==== Data supplied

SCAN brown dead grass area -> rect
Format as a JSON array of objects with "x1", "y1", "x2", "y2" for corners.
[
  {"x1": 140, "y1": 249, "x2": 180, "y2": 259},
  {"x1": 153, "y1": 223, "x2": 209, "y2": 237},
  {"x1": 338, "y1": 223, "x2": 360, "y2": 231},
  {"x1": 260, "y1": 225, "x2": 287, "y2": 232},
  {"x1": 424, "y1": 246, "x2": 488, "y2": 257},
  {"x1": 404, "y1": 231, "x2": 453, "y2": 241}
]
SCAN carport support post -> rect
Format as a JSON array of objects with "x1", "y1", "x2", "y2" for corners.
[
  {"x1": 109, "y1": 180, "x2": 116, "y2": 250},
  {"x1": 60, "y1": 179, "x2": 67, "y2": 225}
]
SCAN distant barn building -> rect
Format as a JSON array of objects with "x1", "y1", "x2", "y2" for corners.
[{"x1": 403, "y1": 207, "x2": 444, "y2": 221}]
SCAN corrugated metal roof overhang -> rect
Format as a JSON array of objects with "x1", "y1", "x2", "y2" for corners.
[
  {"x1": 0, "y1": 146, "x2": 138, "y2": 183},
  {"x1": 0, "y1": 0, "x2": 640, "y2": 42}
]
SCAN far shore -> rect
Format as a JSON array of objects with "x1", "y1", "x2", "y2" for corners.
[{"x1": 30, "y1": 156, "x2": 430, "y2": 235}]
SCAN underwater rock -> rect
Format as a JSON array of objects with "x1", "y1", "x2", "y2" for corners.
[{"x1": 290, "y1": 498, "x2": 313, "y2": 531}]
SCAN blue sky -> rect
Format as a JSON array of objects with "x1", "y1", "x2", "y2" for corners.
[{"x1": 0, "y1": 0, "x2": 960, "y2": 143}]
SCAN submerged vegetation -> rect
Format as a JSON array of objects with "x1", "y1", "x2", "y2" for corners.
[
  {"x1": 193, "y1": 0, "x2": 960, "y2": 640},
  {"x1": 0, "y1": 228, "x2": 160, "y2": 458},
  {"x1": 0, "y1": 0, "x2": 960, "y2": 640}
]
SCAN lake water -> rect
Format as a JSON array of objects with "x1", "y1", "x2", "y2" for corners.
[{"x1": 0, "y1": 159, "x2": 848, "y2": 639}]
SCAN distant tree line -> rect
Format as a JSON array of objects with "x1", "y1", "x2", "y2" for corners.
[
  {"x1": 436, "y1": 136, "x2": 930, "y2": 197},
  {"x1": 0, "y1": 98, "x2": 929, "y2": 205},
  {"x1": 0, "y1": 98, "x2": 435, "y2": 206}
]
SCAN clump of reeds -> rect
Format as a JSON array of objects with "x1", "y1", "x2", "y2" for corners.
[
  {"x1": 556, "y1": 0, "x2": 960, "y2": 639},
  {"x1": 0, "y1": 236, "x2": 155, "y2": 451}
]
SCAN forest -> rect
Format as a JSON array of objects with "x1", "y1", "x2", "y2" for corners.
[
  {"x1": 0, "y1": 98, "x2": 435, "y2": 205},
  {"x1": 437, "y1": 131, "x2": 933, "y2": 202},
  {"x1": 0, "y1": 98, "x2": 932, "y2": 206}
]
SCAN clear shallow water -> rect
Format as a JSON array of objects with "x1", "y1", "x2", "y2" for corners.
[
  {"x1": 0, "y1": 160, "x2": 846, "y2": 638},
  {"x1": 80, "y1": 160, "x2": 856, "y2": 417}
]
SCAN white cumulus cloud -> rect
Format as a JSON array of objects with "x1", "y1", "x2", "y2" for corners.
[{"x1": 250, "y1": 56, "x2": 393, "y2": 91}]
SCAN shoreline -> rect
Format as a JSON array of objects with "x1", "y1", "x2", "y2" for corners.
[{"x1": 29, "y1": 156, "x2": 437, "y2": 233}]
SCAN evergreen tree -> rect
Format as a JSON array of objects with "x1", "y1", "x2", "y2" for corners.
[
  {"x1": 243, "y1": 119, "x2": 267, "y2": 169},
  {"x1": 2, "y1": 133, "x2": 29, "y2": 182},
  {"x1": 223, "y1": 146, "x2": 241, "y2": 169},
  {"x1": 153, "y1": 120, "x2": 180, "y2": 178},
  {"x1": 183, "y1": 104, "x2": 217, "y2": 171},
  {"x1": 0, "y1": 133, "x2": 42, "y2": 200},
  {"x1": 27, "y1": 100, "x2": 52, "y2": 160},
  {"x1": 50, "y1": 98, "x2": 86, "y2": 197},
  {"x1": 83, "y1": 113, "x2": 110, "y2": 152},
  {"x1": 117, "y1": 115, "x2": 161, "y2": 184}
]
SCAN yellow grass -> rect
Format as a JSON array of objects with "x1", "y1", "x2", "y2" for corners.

========

> _Problem statement_:
Return the lines beginning at the one that contains "SCAN white cumulus cloud -> rect" and continuing through the last line of the data, exactly as they stand and without any others.

> _Output of the task_:
SCAN white cumulus cloud -> rect
Format as a JSON array of objects with "x1", "y1", "x2", "y2" for corners.
[{"x1": 250, "y1": 56, "x2": 393, "y2": 91}]
SCAN shoreline -> rect
Format as a JSON array of objects with "x1", "y1", "x2", "y2" for corners.
[{"x1": 29, "y1": 156, "x2": 437, "y2": 233}]
SCAN evergreen tree -> rect
Format as a JSON array of objects with "x1", "y1", "x2", "y2" for corners.
[
  {"x1": 243, "y1": 119, "x2": 267, "y2": 169},
  {"x1": 2, "y1": 133, "x2": 29, "y2": 182},
  {"x1": 223, "y1": 146, "x2": 241, "y2": 169},
  {"x1": 153, "y1": 120, "x2": 180, "y2": 178},
  {"x1": 183, "y1": 104, "x2": 217, "y2": 171},
  {"x1": 0, "y1": 133, "x2": 42, "y2": 200},
  {"x1": 27, "y1": 100, "x2": 52, "y2": 160},
  {"x1": 50, "y1": 98, "x2": 86, "y2": 197},
  {"x1": 83, "y1": 113, "x2": 110, "y2": 152},
  {"x1": 117, "y1": 115, "x2": 161, "y2": 184}
]
SCAN yellow grass -> rect
Format as a JSON array of objects with "x1", "y1", "x2", "y2" for corners.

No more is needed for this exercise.